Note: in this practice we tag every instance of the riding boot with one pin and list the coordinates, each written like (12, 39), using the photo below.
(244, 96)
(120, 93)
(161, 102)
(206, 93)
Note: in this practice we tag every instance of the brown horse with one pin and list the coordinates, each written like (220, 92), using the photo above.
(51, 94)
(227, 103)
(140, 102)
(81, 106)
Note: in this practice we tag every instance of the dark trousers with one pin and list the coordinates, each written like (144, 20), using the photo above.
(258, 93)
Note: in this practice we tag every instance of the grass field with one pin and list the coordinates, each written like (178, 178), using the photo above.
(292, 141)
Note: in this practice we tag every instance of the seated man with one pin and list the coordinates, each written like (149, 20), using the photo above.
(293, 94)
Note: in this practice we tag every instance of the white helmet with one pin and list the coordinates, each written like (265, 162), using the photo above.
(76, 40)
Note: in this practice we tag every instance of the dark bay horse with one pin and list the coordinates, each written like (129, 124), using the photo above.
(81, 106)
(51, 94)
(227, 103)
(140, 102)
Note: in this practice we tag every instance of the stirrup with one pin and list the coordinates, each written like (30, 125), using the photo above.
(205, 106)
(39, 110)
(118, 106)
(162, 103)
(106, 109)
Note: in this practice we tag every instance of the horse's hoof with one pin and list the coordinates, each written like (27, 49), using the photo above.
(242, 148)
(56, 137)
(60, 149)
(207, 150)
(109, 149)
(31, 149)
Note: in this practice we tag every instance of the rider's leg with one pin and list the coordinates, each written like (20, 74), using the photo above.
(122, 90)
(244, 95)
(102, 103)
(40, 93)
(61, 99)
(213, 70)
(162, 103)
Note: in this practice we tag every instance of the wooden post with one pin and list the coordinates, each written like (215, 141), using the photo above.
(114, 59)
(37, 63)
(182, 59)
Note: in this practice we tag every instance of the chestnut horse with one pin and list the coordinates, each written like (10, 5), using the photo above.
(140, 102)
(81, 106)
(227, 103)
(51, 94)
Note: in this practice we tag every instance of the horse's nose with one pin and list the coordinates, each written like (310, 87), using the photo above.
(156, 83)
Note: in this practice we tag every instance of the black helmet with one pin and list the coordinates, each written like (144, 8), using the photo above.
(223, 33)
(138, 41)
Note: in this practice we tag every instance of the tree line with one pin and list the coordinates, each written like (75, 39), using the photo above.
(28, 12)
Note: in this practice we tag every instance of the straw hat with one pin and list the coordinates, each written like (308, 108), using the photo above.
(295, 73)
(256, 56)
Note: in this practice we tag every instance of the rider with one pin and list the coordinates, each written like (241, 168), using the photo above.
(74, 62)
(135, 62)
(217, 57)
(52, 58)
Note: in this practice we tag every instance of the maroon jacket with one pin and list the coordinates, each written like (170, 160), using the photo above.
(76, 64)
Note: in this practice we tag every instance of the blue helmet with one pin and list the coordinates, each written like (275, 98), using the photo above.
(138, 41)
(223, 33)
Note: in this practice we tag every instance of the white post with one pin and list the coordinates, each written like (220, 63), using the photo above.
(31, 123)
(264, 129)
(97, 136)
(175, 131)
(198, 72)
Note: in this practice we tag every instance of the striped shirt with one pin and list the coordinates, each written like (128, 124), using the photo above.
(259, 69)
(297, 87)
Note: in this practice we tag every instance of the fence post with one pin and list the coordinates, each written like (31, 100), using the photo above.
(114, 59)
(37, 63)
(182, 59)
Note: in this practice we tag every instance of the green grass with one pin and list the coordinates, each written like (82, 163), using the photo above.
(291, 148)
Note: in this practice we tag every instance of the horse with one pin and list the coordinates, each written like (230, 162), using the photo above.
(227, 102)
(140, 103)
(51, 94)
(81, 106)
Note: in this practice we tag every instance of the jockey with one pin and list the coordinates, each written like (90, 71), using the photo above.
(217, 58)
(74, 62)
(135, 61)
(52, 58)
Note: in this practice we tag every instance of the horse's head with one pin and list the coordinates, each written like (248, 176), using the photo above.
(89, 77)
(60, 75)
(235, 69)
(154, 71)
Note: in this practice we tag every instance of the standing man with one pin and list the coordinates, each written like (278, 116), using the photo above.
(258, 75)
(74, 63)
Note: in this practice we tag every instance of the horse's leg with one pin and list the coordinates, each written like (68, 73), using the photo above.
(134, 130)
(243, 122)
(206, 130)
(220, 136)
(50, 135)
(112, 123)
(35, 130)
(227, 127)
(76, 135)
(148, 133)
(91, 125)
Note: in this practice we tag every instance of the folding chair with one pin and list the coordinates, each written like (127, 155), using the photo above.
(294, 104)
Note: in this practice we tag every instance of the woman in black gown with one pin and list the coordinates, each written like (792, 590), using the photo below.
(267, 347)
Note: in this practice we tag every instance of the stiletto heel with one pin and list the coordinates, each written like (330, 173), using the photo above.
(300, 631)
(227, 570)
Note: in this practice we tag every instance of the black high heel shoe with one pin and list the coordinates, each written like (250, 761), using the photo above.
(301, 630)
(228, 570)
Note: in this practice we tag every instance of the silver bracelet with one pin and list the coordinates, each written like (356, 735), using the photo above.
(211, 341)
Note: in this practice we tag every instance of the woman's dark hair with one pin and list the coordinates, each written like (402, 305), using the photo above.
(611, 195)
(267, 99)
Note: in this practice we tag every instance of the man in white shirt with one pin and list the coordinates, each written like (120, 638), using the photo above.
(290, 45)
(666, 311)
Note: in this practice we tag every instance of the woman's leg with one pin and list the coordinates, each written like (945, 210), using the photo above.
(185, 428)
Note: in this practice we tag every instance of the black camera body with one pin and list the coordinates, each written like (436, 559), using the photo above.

Activity: Give back each line above exactly as written.

Result:
Note: in this practice we tag every instance of the riding boot with one pin and list the coordinates, each written like (12, 39), using the photo below.
(244, 96)
(120, 93)
(161, 102)
(206, 93)
Note: in this practice we tag every instance of the brown horse with one pin and list the coordinates, each written like (220, 92), using the photo above.
(51, 94)
(227, 103)
(140, 102)
(81, 106)
Note: in this practice we tag every instance of the dark trousers with one pin and list the coordinates, each written like (144, 20), using the photo above.
(258, 93)
Note: in this practice we tag every instance of the grass field with one pin and list the coordinates, each written like (178, 178), using the photo above.
(292, 141)
Note: in this practice we tag every instance of the seated man with one pin and list the coordinates, each written like (149, 20), using the photo above.
(293, 94)
Note: in this practice we tag every instance of the white helmet with one pin and list the coordinates, each written like (265, 162), using the photo above.
(76, 40)
Note: in this practice we tag every instance of the dark bay horse with one pin and list the coordinates, each written like (129, 124), using the photo above.
(81, 106)
(51, 94)
(227, 103)
(140, 102)
Note: in this practice we tag every instance of the stirrup with one pin and list the coordinates, each written like (30, 125), using the photo above.
(205, 106)
(39, 110)
(118, 106)
(162, 103)
(106, 109)
Note: in this practice we tag every instance of the horse's hoof with one pin and list the coordinates, each written like (27, 49), using the photo above.
(242, 148)
(56, 137)
(60, 149)
(207, 150)
(109, 149)
(31, 149)
Note: in this practice we tag every instance of the rider's leg with one pin and list the coordinates, each written like (20, 74), using the photo above.
(122, 90)
(244, 95)
(102, 103)
(40, 93)
(61, 99)
(213, 70)
(162, 103)
Note: in this practice we tag every instance of the wooden post with one pin and list the coordinates, each written like (215, 141), using the photo above.
(114, 59)
(37, 63)
(182, 59)
Note: in this practice we tag every instance of the chestnut horse with one pin and list the coordinates, each written like (10, 5), using the photo above.
(140, 102)
(81, 106)
(227, 103)
(51, 94)
Note: in this practice we tag every instance of the horse's nose with one pin and list the coordinates, each written like (310, 87), using the photo above.
(156, 83)
Note: in this practice we tag every instance of the black helmet with one pin and list the coordinates, each written like (144, 8), using the photo above.
(223, 33)
(138, 41)
Note: in this practice we tag every instance of the tree line with one pin and list the coordinates, each written like (75, 39), using the photo above.
(28, 12)
Note: in this practice we tag every instance of the straw hat with one pin and list the coordinates, each written like (308, 108), using the photo above.
(295, 73)
(256, 56)
Note: in this practice we tag every instance of the rider with one pin and list the coordinates, each written like (241, 168), using the photo above.
(74, 62)
(135, 62)
(217, 57)
(52, 58)
Note: in this practice we tag every instance of the maroon jacket with one pin and list the coordinates, each written like (170, 160), using the photo above.
(76, 64)
Note: in this practice we tag every instance of the blue helmet with one pin and list the coordinates, each written like (275, 98), using the photo above.
(138, 41)
(223, 33)
Note: in this practice we tag every instance of the white post with one pin and list the coordinates, each written like (220, 63), using the photo above.
(31, 123)
(264, 129)
(97, 136)
(175, 131)
(198, 72)
Note: in this practice we tag every instance of the striped shirt with one pin and list the coordinates, each written like (128, 124), using the photo above.
(259, 69)
(297, 87)
Note: in this practice we tag every instance of the fence post with one pin and list the coordinates, each written like (31, 100), using the photo above.
(114, 59)
(37, 63)
(182, 59)
Note: in this practice we tag every instance of the green grass with one pin and list the coordinates, each written like (82, 163), using the photo above.
(291, 148)
Note: in this practice we tag every instance of the horse with one pin and list the coordinates, each written like (230, 162), using the photo above.
(227, 102)
(140, 103)
(51, 94)
(81, 106)
Note: in this practice we tag every instance of the jockey with one pin and list the coordinates, each written like (90, 71), using the photo above.
(217, 58)
(74, 62)
(135, 61)
(52, 58)
Note: in this practice we tag every instance of the horse's head with one pin and list the coordinates, each written like (248, 176), using the photo above.
(89, 77)
(60, 75)
(235, 69)
(154, 71)
Note: in this practice we tag every instance of the standing man with one pin and list the coordinates, each written like (278, 116), using the photo above.
(258, 75)
(74, 63)
Note: in this practice we tag every instance of the horse's leg with one pin and list the coordinates, each written like (68, 73), using the photo above.
(134, 130)
(243, 122)
(206, 130)
(220, 136)
(50, 135)
(112, 123)
(35, 130)
(227, 127)
(76, 135)
(148, 133)
(91, 125)
Note: in this practice we tag every instance of the folding chair with one pin and list the coordinates, each written like (127, 155), using the photo above.
(294, 104)
Note: in this practice we tag every instance of the woman in black gown with one pin and list the coordinates, each written like (792, 590), using the photo below.
(267, 347)
Note: in this practice we tag every instance of the stiletto heel with one pin and list the coordinates, each written like (330, 173), using the photo above.
(300, 631)
(227, 570)
Note: in this practice we tag every instance of the black high heel shoe with one pin and list the coordinates, each written like (250, 761), using the photo above.
(301, 630)
(228, 570)
Note: in this practice we tag every instance of the silver bracelet with one pin and list the coordinates, each written like (356, 735), using the photo above.
(211, 341)
Note: in this practice we tag every instance of the woman's dark hair with one pin and list the coordinates, each written like (402, 305), using the photo above.
(611, 195)
(267, 99)
Note: in this practice we tag every instance of the man in white shirt with one pin and list the coordinates, each written like (120, 638), using the photo above.
(290, 45)
(666, 311)
Note: in this practice we tag every instance of the woman's leg with one pin and list the coordinates, each written like (945, 210), using the photo above.
(185, 428)
Note: in this practice we tag every instance of the black camera body with one pin and list the coordinates, each written like (436, 559), using the photo above.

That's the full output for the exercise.